Description of the task ▸ Copy the passage from the Louisiana Department of Health text word for word, starting at "The Louisiana Department of Health (LDH)" and ending at "L. Abraham, M.D..".

Supplied text ▸
The Louisiana Department of Health (LDH) (French: Département de La Santé de Louisiane), formerly known as the Louisiana Department of Health and Hospitals (French: Département de La Santé et des Hôpitaux), is a state agency of Louisiana, headquartered in Baton Rouge. The department's mission is to protect and promote health and to ensure access to medical, preventive and rehabilitative services for all citizens of the state of Louisiana. It is Louisiana's largest state agency with a budget of $21 billion and over 6,500 personnel. The agency oversees the health of the population under its current secretary, Ralph L. Abraham, M.D..

== Leadership ==
Ralph L. Abraham, M.D. was appointed Secretary in December 2023 by then Governor-elect Jeff Landry. Dr. Abraham is a practicing family medicine physician in Richland Parish and a former three-term Congressman for Louisiana’s 5th Congressional District.

Record set ▸
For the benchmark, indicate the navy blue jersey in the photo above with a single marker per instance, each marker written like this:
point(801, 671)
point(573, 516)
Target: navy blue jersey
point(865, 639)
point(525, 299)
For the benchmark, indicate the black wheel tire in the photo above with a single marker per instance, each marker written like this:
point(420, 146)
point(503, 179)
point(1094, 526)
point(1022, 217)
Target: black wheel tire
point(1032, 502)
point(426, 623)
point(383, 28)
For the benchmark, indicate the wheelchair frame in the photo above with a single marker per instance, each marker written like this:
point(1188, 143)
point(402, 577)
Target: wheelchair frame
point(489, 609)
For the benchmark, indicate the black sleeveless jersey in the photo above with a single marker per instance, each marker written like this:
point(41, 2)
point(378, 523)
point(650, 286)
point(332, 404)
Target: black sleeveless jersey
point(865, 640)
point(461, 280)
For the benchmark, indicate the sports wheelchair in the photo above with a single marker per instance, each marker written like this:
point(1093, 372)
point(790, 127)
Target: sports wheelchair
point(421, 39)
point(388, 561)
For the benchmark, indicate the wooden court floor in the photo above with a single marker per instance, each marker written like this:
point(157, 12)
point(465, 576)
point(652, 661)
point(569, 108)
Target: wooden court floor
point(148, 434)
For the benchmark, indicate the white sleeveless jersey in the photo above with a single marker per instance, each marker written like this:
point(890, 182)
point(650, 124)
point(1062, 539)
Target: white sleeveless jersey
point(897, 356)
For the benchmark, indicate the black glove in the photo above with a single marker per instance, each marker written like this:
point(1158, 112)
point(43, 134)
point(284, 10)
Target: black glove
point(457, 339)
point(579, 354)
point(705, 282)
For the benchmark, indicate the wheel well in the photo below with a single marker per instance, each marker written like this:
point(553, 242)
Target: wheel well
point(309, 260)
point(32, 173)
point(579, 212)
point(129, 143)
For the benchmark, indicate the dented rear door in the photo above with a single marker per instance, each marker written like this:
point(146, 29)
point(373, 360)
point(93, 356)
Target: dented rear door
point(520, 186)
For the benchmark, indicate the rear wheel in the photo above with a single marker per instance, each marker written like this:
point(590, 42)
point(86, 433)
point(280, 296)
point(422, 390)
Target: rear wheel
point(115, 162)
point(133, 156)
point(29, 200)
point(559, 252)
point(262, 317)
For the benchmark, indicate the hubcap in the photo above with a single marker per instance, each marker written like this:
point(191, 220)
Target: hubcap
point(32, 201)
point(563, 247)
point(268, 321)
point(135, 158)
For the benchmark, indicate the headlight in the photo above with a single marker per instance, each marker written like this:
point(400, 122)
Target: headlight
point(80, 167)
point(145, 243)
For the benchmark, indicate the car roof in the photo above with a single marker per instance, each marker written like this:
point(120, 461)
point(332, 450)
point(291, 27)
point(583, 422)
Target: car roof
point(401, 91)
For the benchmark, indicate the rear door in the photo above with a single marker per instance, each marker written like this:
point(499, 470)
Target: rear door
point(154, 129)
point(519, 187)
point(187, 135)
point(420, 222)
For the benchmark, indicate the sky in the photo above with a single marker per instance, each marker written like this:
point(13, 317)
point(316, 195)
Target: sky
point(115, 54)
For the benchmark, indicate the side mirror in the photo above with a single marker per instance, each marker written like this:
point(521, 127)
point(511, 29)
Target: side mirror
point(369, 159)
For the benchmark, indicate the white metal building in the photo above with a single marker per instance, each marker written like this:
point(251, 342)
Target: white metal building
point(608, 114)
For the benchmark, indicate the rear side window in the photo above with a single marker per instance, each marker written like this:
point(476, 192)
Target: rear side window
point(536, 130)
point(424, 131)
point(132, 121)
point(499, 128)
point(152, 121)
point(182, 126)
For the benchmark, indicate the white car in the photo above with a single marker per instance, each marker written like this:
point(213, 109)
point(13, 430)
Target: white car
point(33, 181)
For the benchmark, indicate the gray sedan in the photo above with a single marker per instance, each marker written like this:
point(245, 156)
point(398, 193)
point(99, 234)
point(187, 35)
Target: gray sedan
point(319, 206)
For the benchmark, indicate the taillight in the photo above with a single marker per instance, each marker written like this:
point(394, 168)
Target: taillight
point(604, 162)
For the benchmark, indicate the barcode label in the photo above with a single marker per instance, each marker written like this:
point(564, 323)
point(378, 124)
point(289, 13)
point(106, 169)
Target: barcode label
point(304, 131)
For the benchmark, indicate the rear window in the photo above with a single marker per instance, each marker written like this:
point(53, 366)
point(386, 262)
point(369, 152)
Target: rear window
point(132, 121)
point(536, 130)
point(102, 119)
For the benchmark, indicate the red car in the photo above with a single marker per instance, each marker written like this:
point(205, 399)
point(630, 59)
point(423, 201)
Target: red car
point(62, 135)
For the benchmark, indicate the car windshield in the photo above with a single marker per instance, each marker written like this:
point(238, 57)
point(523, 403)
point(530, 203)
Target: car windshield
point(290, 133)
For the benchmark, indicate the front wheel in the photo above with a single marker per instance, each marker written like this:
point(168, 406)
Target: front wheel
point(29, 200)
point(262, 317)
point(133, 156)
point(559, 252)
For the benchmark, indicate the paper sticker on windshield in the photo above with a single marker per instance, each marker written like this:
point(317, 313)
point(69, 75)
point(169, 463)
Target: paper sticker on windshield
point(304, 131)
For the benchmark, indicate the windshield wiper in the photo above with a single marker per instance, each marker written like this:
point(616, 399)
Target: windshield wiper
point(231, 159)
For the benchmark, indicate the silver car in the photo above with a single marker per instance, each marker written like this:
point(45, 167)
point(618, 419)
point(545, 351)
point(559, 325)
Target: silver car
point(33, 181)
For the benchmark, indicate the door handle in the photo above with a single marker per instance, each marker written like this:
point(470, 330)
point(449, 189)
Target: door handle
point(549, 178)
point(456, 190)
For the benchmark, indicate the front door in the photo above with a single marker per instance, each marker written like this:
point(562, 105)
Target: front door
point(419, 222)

Response for this exercise ▸
The Louisiana Department of Health (LDH) (French: Département de La Santé de Louisiane), formerly known as the Louisiana Department of Health and Hospitals (French: Département de La Santé et des Hôpitaux), is a state agency of Louisiana, headquartered in Baton Rouge. The department's mission is to protect and promote health and to ensure access to medical, preventive and rehabilitative services for all citizens of the state of Louisiana. It is Louisiana's largest state agency with a budget of $21 billion and over 6,500 personnel. The agency oversees the health of the population under its current secretary, Ralph L. Abraham, M.D..